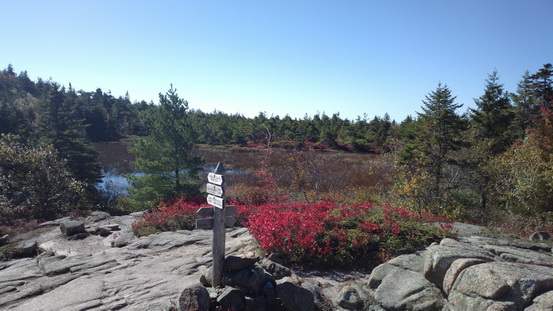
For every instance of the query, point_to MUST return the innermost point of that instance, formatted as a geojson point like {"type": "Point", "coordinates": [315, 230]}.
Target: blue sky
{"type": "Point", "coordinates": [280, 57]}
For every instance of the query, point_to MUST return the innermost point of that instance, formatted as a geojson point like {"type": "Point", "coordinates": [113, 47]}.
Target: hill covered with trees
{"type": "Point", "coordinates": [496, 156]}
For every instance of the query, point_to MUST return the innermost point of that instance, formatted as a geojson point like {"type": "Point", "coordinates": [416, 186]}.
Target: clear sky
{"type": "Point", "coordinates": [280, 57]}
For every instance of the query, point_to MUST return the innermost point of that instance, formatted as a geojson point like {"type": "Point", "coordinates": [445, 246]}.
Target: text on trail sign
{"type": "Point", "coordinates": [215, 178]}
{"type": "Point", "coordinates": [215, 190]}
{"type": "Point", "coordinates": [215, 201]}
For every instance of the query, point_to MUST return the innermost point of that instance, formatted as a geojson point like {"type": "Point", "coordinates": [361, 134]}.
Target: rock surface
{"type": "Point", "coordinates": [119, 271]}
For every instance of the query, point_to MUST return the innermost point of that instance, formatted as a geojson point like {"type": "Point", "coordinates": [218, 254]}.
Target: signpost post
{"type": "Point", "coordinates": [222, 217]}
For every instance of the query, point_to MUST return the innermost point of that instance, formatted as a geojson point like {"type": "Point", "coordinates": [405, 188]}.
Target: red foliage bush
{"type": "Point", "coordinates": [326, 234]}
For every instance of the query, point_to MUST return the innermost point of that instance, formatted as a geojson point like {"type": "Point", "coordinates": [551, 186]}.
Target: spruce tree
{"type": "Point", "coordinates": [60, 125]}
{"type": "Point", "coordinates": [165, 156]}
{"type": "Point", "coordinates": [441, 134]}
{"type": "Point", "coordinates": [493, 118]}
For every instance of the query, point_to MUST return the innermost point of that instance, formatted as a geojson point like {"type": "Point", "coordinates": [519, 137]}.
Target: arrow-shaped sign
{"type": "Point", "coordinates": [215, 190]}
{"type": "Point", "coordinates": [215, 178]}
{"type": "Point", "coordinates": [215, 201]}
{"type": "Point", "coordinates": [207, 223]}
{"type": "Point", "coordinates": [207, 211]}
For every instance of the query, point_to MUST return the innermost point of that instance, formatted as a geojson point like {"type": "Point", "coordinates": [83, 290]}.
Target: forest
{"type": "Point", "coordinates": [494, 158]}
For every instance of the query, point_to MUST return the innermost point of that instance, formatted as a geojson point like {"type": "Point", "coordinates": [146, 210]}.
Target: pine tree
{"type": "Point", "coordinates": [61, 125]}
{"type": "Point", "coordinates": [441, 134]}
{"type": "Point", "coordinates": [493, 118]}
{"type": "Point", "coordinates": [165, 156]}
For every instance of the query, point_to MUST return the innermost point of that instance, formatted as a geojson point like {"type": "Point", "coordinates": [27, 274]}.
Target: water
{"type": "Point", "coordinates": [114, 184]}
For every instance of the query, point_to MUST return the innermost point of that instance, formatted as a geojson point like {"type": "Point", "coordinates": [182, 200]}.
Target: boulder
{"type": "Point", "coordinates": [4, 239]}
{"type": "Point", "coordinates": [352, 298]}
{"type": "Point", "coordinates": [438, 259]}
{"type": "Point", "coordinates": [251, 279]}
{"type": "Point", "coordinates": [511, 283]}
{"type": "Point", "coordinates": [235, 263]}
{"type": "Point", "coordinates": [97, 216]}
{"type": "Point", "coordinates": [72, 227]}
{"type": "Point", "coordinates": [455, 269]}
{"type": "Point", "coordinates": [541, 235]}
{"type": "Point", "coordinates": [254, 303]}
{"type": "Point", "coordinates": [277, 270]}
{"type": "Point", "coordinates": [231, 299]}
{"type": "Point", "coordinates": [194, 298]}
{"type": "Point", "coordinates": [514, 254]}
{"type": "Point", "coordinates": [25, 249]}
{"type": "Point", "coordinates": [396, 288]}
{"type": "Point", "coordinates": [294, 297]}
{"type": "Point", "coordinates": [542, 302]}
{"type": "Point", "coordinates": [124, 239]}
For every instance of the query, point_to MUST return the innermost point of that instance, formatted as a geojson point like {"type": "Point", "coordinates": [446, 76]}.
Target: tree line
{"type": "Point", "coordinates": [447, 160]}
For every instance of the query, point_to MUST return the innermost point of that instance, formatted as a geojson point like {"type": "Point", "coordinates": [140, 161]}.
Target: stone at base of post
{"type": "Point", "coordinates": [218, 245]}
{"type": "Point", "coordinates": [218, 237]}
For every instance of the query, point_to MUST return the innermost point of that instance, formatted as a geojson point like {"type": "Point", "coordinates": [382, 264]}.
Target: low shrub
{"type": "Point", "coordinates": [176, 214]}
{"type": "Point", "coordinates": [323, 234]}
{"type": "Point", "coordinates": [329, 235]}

********

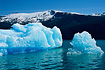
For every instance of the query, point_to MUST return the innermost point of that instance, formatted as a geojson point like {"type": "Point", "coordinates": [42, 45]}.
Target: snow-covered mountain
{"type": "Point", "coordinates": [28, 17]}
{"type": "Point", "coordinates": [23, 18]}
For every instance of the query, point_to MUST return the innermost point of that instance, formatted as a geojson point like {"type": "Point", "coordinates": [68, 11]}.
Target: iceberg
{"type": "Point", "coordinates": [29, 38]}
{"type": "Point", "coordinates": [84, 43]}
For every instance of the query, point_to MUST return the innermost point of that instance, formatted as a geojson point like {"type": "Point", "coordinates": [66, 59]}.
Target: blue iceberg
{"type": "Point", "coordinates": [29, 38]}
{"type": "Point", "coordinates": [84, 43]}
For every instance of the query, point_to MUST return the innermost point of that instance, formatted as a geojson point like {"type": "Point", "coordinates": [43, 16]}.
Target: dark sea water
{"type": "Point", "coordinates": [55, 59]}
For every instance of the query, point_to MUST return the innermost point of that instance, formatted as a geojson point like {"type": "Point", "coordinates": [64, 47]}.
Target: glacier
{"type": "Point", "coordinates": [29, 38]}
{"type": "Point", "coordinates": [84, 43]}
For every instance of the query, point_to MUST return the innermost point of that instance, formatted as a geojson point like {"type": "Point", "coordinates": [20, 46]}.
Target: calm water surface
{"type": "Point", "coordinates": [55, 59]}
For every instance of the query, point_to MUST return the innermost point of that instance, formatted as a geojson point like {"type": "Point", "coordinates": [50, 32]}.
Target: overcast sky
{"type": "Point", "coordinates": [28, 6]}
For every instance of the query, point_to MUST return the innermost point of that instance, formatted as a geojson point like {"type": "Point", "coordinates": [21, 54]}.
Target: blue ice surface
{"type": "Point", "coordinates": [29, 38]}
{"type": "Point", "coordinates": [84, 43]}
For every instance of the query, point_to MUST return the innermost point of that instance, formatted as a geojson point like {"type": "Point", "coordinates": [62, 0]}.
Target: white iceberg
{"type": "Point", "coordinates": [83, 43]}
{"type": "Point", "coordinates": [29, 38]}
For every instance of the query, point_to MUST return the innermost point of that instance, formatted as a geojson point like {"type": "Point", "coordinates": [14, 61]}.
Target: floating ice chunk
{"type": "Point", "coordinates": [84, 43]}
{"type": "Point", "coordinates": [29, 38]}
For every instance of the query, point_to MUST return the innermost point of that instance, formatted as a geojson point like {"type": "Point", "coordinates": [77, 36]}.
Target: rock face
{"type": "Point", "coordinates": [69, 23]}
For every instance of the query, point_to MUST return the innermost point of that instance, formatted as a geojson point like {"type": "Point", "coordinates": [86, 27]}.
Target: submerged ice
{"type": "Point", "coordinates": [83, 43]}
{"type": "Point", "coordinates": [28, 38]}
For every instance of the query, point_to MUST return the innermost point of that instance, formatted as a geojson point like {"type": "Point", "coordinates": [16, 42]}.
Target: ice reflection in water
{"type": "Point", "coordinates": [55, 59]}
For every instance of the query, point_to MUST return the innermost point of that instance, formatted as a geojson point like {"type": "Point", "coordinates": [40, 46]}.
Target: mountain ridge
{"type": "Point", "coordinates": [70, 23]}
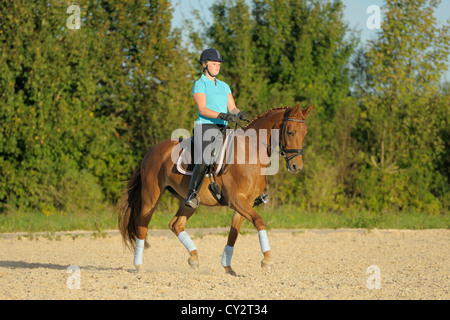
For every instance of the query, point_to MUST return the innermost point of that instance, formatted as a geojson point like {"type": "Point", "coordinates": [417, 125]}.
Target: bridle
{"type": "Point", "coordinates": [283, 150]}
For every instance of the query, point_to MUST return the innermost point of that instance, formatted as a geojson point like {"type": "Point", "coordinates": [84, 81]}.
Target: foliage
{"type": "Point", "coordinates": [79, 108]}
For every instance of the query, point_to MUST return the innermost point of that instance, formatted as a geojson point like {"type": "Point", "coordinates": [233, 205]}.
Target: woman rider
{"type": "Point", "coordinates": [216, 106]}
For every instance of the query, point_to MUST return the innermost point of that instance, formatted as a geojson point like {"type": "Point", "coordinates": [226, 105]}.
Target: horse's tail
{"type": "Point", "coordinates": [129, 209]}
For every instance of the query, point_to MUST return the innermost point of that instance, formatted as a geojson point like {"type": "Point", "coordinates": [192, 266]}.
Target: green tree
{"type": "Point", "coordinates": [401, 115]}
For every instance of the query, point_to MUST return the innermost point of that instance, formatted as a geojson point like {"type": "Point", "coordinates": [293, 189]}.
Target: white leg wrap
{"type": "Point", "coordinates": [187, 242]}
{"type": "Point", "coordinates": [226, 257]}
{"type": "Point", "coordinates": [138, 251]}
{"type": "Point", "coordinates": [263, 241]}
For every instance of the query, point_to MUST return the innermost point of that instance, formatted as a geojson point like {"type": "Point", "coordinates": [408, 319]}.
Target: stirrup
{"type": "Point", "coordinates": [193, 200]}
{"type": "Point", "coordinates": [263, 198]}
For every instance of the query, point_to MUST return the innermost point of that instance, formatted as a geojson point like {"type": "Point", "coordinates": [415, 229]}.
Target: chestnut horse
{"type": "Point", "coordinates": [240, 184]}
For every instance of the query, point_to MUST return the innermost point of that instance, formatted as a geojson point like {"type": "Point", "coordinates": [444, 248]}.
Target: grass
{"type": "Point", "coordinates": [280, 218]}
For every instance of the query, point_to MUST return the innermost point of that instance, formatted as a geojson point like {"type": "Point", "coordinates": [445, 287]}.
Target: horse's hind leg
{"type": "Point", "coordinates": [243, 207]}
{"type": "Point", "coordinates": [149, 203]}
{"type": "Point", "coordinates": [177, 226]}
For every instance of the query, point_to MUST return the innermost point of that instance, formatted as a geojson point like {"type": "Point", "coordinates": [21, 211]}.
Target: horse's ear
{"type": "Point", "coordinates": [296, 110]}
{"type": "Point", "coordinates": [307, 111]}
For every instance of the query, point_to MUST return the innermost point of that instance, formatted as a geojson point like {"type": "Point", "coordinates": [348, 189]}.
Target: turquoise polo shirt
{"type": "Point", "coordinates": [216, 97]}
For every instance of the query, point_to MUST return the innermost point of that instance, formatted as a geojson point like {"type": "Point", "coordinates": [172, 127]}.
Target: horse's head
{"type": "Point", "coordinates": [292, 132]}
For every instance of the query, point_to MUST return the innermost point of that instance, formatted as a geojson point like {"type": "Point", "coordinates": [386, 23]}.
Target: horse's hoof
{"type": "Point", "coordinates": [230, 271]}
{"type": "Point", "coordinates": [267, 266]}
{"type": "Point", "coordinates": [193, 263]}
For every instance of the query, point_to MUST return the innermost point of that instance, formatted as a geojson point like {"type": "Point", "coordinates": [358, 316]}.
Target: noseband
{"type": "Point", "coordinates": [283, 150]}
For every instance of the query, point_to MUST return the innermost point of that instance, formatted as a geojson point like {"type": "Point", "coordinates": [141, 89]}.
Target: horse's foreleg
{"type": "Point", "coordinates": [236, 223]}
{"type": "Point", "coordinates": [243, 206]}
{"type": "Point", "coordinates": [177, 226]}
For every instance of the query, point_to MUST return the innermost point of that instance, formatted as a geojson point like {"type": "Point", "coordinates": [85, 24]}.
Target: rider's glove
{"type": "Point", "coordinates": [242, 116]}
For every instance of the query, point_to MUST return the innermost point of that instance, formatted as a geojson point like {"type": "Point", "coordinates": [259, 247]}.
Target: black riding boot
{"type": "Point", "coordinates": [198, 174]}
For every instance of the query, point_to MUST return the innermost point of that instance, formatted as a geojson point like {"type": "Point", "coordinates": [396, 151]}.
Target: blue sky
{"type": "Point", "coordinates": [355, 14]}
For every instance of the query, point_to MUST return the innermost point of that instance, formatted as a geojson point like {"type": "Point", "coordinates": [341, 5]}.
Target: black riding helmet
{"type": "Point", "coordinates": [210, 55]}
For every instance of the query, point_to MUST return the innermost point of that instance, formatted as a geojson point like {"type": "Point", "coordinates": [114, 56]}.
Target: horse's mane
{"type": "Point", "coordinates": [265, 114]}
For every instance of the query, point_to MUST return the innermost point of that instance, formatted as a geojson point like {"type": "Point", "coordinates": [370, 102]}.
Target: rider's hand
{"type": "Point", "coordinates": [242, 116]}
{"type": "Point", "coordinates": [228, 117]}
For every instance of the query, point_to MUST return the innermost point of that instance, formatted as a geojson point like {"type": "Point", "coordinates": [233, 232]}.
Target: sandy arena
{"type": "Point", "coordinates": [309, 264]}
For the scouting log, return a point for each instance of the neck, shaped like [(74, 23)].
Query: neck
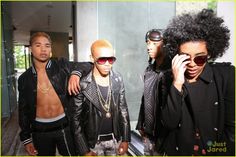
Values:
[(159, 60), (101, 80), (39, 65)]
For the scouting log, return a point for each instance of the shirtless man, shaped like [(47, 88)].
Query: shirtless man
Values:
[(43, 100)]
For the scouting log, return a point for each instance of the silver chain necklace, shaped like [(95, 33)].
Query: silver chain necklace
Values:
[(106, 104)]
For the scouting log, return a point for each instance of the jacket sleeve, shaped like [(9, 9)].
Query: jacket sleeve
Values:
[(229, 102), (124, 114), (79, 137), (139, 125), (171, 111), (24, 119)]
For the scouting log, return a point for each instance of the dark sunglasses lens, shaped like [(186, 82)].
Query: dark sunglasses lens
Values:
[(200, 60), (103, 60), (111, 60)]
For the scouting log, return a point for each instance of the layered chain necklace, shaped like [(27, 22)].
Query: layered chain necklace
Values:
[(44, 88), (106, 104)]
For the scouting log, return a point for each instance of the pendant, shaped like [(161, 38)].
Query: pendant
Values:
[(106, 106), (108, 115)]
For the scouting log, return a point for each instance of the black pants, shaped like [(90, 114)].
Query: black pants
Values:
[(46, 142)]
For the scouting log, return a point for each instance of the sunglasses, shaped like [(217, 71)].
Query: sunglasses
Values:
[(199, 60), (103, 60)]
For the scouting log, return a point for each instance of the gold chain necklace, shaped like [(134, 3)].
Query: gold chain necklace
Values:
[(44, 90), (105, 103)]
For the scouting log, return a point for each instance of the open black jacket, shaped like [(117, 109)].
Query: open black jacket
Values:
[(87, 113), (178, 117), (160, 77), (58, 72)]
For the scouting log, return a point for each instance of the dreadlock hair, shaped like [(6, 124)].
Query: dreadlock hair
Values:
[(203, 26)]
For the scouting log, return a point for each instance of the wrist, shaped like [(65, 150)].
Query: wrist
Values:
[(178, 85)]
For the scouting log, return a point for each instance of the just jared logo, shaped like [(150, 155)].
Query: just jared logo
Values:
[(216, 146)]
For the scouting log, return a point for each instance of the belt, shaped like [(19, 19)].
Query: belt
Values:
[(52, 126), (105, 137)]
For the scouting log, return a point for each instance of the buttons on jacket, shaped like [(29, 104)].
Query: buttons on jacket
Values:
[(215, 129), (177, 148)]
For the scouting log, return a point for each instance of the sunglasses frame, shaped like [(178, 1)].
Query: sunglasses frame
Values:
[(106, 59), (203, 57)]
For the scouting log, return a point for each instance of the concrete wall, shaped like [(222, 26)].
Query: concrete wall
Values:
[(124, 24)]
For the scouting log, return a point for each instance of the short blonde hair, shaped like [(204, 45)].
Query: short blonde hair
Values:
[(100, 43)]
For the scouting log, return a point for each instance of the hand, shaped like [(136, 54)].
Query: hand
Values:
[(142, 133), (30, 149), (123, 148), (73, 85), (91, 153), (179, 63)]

********

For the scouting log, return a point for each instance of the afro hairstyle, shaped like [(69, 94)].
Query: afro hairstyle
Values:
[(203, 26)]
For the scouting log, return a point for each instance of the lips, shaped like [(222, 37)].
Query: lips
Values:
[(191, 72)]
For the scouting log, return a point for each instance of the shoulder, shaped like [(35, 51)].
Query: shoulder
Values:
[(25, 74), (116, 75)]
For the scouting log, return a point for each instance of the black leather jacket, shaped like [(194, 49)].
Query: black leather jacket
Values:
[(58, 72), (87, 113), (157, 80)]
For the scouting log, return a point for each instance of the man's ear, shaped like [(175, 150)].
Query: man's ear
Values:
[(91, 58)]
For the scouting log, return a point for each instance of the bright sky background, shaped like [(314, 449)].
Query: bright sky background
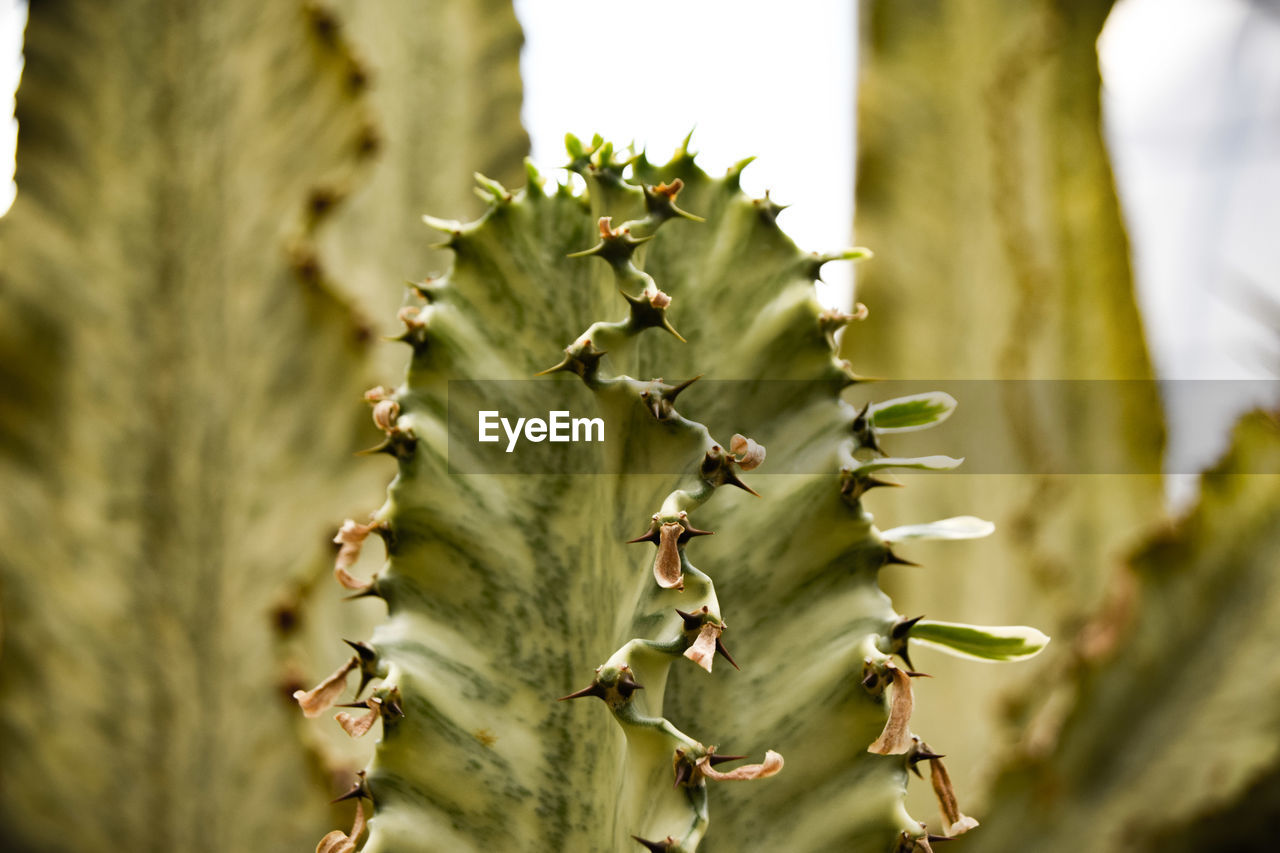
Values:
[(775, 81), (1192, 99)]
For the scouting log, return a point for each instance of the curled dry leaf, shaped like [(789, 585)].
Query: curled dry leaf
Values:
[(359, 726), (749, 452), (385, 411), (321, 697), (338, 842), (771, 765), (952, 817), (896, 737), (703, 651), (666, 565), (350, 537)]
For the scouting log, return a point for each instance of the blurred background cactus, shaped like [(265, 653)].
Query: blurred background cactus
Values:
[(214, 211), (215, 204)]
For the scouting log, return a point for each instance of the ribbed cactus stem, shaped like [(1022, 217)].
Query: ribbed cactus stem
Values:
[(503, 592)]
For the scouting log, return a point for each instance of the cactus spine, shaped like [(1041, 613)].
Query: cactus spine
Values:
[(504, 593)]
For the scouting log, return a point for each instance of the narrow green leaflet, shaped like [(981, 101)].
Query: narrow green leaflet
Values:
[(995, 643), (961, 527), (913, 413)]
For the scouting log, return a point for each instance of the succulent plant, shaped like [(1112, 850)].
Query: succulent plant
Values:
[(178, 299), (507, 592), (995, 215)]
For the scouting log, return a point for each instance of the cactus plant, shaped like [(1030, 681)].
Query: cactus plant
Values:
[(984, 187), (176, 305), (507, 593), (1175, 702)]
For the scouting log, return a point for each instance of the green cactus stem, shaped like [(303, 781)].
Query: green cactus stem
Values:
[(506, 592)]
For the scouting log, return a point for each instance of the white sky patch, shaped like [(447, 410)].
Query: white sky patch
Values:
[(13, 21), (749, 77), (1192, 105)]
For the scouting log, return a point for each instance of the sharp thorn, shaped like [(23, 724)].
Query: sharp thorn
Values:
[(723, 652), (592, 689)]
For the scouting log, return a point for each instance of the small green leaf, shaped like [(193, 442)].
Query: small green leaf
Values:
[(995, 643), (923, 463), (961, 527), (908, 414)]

********

* [What to do]: List each line in the listing that contains the string "silver".

* [Task answer]:
For the scouting log, return a point for each instance of the silver chain necklace, shaped like [(95, 33)].
Query: silver chain necklace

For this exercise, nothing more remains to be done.